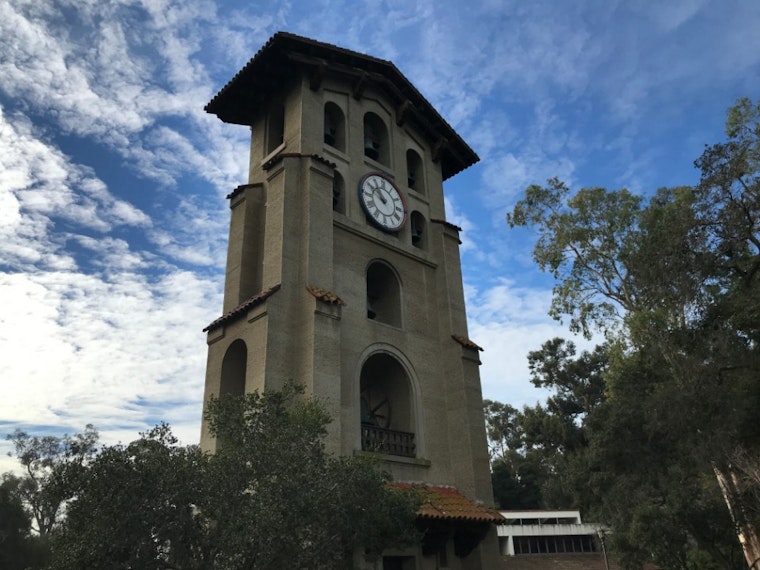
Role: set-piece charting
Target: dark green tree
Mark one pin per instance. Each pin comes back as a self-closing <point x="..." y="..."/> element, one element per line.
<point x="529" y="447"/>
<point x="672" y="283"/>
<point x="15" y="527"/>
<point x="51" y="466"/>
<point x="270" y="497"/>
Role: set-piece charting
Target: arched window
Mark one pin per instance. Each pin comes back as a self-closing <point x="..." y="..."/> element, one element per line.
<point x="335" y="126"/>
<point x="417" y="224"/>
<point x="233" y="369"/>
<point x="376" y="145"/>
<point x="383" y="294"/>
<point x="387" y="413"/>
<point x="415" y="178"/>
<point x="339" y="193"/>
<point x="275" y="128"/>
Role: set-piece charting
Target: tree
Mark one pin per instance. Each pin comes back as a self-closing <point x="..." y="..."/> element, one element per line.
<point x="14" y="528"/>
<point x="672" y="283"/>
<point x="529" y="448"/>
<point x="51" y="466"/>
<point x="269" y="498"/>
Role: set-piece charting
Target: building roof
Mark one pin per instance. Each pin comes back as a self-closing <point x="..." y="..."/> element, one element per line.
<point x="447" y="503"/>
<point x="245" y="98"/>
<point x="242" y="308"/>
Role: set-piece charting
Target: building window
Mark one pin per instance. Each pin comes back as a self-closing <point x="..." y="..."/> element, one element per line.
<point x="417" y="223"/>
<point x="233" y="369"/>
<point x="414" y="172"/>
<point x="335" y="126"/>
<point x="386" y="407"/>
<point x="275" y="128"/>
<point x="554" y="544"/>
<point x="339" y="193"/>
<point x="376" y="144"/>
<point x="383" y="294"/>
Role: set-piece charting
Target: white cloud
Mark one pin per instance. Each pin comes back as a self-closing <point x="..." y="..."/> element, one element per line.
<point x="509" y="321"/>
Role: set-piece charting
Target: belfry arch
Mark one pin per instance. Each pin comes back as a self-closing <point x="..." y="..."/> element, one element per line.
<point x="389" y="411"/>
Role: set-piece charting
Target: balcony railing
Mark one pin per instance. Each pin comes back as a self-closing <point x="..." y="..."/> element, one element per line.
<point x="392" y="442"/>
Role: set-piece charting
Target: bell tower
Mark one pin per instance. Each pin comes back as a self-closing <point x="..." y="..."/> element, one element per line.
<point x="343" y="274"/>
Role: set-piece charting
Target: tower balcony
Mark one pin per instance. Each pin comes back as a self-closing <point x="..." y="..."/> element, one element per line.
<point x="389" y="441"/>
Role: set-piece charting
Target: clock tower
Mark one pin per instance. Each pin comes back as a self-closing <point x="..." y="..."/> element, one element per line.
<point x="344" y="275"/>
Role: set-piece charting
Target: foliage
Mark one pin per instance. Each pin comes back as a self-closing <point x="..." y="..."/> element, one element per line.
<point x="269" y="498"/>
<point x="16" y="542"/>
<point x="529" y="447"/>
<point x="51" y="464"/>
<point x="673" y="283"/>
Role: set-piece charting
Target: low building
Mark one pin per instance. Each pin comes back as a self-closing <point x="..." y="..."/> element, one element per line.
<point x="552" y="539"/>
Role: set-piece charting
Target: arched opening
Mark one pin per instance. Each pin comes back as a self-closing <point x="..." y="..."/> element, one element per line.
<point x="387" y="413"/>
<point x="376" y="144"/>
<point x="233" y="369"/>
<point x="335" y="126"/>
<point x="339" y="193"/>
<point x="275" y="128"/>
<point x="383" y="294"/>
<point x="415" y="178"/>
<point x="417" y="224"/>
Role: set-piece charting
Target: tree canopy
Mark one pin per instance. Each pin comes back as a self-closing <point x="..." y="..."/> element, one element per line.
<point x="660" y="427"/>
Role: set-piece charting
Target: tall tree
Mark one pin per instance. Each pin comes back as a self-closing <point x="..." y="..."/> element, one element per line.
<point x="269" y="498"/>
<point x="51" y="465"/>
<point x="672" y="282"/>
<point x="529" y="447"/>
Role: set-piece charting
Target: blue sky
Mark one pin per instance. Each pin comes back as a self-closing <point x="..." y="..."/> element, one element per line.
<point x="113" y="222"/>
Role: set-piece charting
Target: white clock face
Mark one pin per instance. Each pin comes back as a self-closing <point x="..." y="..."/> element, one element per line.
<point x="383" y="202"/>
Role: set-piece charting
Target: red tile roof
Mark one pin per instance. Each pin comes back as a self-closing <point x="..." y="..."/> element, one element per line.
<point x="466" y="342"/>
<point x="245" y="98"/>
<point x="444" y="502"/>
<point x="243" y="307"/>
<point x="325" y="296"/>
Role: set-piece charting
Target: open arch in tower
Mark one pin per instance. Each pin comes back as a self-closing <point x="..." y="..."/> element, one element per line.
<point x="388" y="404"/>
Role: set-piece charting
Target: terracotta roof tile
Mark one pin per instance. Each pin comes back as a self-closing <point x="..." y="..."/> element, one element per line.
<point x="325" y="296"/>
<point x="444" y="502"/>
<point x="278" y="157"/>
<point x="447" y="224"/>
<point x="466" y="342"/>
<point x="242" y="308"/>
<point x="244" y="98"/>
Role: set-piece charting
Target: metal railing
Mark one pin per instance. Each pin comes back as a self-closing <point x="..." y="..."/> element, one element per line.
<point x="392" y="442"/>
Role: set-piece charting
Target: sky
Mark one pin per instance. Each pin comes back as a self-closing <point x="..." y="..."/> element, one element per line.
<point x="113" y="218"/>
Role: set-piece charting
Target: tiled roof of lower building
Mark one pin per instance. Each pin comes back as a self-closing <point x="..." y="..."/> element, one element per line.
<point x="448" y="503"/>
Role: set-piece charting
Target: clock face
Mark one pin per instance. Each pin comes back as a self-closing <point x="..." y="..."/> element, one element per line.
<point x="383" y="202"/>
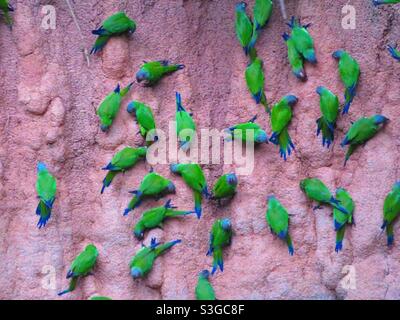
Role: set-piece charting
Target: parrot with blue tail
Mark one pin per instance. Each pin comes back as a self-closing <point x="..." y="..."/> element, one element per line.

----------------

__DIRECTIONS__. Please return every line above that contains the string "railing", copying each one in full. Case counts.

__RESULT BELOW__.
Target: balcony railing
Target: metal railing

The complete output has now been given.